§ Task to complete:
Write the data out again, character for character, with no images.
⁂
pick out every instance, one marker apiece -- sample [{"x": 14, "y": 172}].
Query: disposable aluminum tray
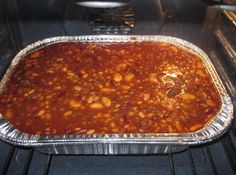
[{"x": 120, "y": 143}]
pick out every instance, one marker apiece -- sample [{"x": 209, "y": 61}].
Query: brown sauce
[{"x": 95, "y": 88}]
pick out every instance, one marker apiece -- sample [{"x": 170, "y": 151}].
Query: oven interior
[{"x": 209, "y": 24}]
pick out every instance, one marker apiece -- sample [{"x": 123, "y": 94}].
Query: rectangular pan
[{"x": 120, "y": 143}]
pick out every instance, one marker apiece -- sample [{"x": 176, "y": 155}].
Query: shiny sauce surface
[{"x": 100, "y": 88}]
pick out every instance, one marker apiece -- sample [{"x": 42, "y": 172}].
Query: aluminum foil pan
[{"x": 120, "y": 143}]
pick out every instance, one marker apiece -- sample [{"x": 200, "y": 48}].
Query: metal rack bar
[
  {"x": 191, "y": 162},
  {"x": 28, "y": 161},
  {"x": 47, "y": 166},
  {"x": 8, "y": 160},
  {"x": 172, "y": 168},
  {"x": 211, "y": 160}
]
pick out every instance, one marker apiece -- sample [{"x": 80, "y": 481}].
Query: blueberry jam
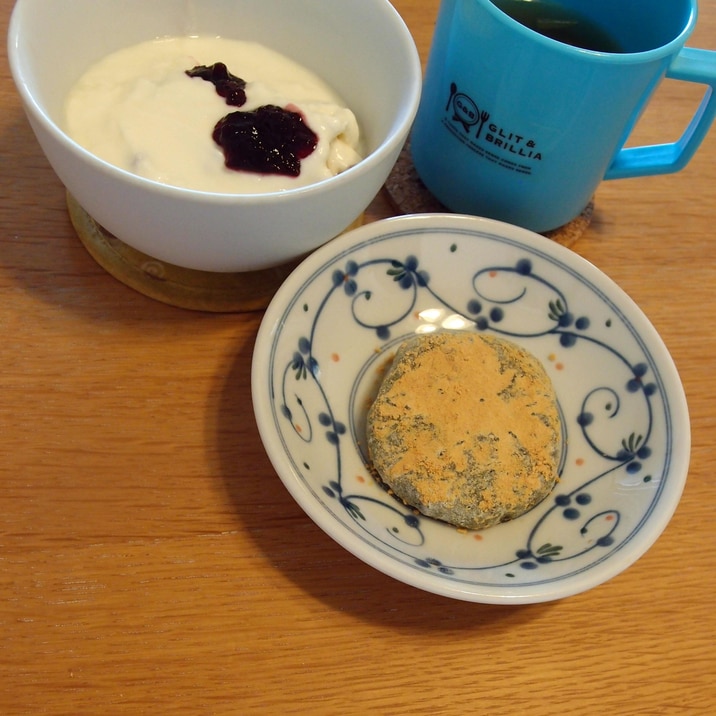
[
  {"x": 267, "y": 140},
  {"x": 228, "y": 86}
]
⁂
§ Written reply:
pick out every instance, one marker apiece -- sample [{"x": 14, "y": 172}].
Query: disposable aluminum tray
[{"x": 120, "y": 143}]
pick out every instance, one marker apiece -- sample [{"x": 209, "y": 61}].
Query: brown sauce
[{"x": 95, "y": 88}]
pick out every instance, one marker apiece -- sample [{"x": 170, "y": 151}].
Query: oven interior
[{"x": 209, "y": 24}]
pick out every instance, one marker apiece -- sample [{"x": 123, "y": 94}].
Query: rectangular pan
[{"x": 120, "y": 143}]
pick out every instance, one marker apiece -- sample [{"x": 176, "y": 155}].
Query: shiny sauce surface
[{"x": 100, "y": 88}]
pick out every instance, one marker apiece -- sample [{"x": 42, "y": 172}].
Query: aluminum foil pan
[{"x": 120, "y": 143}]
pick out every instance, one marker apiece -- sample [{"x": 200, "y": 48}].
Query: metal rack bar
[
  {"x": 191, "y": 162},
  {"x": 28, "y": 161},
  {"x": 47, "y": 166},
  {"x": 8, "y": 160},
  {"x": 172, "y": 168},
  {"x": 211, "y": 160}
]
pick out every instance, one marker apiece -- sample [{"x": 80, "y": 481}].
Query: blueberry jam
[
  {"x": 267, "y": 140},
  {"x": 228, "y": 86}
]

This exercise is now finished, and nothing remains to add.